TEKS YANG DIBERIKAN
··········

Imam Keempat As tidak memakan makanan kecuali ia mendermakan semisal dengannya. Beliau bersabda, “Kamu sekali-kali tidak akan menggapai kebaikan (yang sempurna) sebelum kamu menginfakkan sebagian harta yang kamu cintai. Dan apa saja yang kamu infakkan, maka sesungguhnya Allah mengetahui.” (Qs. Ali Imran [3]:92)[11]

Metode Imam Zain al-Abidin dalam memberikan infak dan sedekah adalah sebelum menyerahkan sedekah tersebut kepada orang-orang membutuhkan beliau mencium sedekahan tersebut. Tatkala beliau ditanya alasanyna, Imam Sajjad As bersabda, “Aku tidak mencium tangan peminta-minta namun aku mencium tangan Tuhanku. Sedekah sampai ke tangan Tuhan sebelum ia sampai ke tangan orang yang membutuhkan.”[12]

Cara lainnya Imam Sajjad dalam bersedekah adalah beliau menyerahkanyna secara diam-diam. Imam Sajjad As bersabda, “Sedekah secara diam-diam akan memadamkan murka Tuhan.”[13]

4. Imam Keempat sebagaimana para Imam Maksum lainnya adalah pemberani, prawira dan anti kezaliman. Sikapnya yang keras dan tuturannya yang pedas di hadapan para penguasa zalim seperti Ubaidillah, Yazid dan Abdul Malik merupakan sebaik-baik bukti kekuatan mental dan keprawiraan Imam Sajjad pada peristiwa pasca tragedi Karbala dan pada masa imamah beliau. Di hadapan Ubaidillah yang mengancam membunuhnya, Imam Sajjad As bersabda, “Apakah engkau mengancam untuk membunuhku?” Tidakkah engkau tahu bahwa terbunuh (di jalan Allah) adalah kebiasaan kami dan kesyahidan adalah kemuliaan kami.”[14]

Imam Sajjad As berkata di hadapan Yazid, “Wahai Putra Muawiyah, Hind dan Sakhr! Engkau tahu bahwa datukku Ali bin Abi Thalib As adalah pemegang panji Islam pada hari Badar, Uhud dan Ahzab; namun ayah dan datukmu adalah pemegang panji orang-orang kafir.”[15]

Di hadapan Abdul Malik yang meminta Imam Sajjad As menghadap dan berkata, “Aku bukanlah pembunuh ayahmu. Lantas mengapa engkau tidak datang kepada kami?” Imam Sajjad berkata, “Meski pembunuh ayahku telah mati namun ia telah merusak akhiratnya dengan kejahatan ini; silahkan apabila engkau juga suka seperti dia!”[16]

Bersikap tegas dan berkata-kata pedas seperti ini di hadapan para penguasa zalim dan jahat seperti ini di istana dan wilayah kekuasaan mereka memerlukan keberanian ekstra.

··········

INFORMASI YANG DIBERIKAN
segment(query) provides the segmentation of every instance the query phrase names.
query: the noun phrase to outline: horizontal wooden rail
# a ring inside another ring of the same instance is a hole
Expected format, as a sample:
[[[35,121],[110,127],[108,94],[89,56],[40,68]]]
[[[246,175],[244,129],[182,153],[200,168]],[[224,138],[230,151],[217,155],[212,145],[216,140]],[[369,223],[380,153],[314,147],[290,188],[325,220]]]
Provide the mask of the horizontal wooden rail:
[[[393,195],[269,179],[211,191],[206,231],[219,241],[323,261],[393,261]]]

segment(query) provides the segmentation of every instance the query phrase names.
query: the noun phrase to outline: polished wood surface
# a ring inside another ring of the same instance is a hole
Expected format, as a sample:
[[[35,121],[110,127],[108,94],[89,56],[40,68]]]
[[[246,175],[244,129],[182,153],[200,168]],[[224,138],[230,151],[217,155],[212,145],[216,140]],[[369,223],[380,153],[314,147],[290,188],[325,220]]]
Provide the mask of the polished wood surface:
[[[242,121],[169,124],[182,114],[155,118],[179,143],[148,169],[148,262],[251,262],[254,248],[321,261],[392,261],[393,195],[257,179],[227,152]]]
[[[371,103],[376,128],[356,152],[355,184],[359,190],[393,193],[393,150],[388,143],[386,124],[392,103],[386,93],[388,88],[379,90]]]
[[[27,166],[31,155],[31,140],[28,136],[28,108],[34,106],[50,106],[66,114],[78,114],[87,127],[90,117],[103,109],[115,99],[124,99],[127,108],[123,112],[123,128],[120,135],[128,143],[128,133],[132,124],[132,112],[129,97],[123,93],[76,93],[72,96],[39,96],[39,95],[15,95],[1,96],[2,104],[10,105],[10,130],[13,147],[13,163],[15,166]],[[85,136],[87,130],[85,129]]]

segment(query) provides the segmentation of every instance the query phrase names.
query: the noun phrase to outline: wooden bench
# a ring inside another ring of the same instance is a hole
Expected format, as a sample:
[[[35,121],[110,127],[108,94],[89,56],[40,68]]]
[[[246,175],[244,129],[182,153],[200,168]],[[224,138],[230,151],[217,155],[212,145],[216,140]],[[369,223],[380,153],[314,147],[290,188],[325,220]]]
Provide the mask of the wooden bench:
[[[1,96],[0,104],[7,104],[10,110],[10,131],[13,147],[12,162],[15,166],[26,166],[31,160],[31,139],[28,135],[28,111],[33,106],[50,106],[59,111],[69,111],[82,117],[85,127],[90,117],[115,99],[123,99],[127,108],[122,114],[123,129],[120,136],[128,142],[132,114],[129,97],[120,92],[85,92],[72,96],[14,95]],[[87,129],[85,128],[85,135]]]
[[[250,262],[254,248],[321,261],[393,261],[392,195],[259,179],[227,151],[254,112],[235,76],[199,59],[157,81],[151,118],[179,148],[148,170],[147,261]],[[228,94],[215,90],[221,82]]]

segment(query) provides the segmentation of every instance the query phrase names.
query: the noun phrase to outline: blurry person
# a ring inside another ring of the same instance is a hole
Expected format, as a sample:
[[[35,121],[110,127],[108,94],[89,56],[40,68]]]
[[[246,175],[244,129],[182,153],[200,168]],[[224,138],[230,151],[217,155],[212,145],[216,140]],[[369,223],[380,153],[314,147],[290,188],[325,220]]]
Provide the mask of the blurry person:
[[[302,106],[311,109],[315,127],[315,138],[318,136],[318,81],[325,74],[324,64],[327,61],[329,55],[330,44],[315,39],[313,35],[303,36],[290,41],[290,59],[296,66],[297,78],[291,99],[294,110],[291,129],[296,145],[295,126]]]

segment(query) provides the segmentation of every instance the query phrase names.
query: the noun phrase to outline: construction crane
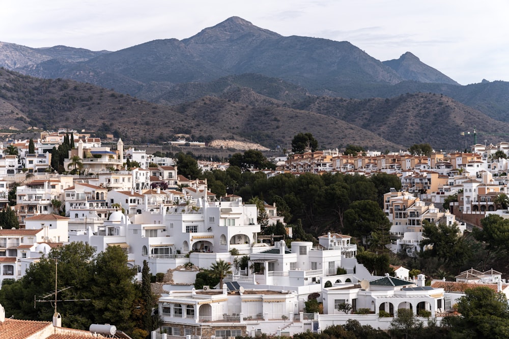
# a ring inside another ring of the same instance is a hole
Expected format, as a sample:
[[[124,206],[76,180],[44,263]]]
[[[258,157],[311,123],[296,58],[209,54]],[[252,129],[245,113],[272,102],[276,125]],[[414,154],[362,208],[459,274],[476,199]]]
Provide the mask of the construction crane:
[[[473,132],[472,134],[474,135],[474,145],[477,144],[477,136],[478,134],[479,135],[509,135],[509,133],[490,133],[489,132],[477,132],[477,130],[475,129],[475,126],[474,126]],[[461,133],[460,133],[460,135],[463,136],[465,136],[465,135],[468,135],[469,134],[470,134],[470,132],[462,132]],[[467,140],[466,139],[465,139],[465,148],[466,148],[466,143],[467,143]]]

··········

TUGAS SINGKAT A
Tuliskan kembali tanpa perubahan bagian teks tentang Imam Sajjad mulai dari "Imam Sajjad As berkata" sampai dengan "memerlukan keberanian ekstra.".
TUGAS SINGKAT B
Dalam teks tentang Imam Sajjad, apa yang beliau lakukan terhadap sedekah sebelum menyerahkannya kepada orang-orang yang membutuhkan?

HASIL TUGAS A
Imam Sajjad As berkata di hadapan Yazid, “Wahai Putra Muawiyah, Hind dan Sakhr! Engkau tahu bahwa datukku Ali bin Abi Thalib As adalah pemegang panji Islam pada hari Badar, Uhud dan Ahzab; namun ayah dan datukmu adalah pemegang panji orang-orang kafir.”[15]

Di hadapan Abdul Malik yang meminta Imam Sajjad As menghadap dan berkata, “Aku bukanlah pembunuh ayahmu. Lantas mengapa engkau tidak datang kepada kami?” Imam Sajjad berkata, “Meski pembunuh ayahku telah mati namun ia telah merusak akhiratnya dengan kejahatan ini; silahkan apabila engkau juga suka seperti dia!”[16]

Bersikap tegas dan berkata-kata pedas seperti ini di hadapan para penguasa zalim dan jahat seperti ini di istana dan wilayah kekuasaan mereka memerlukan keberanian ekstra.

HASIL TUGAS B
Beliau mencium sedekah tersebut.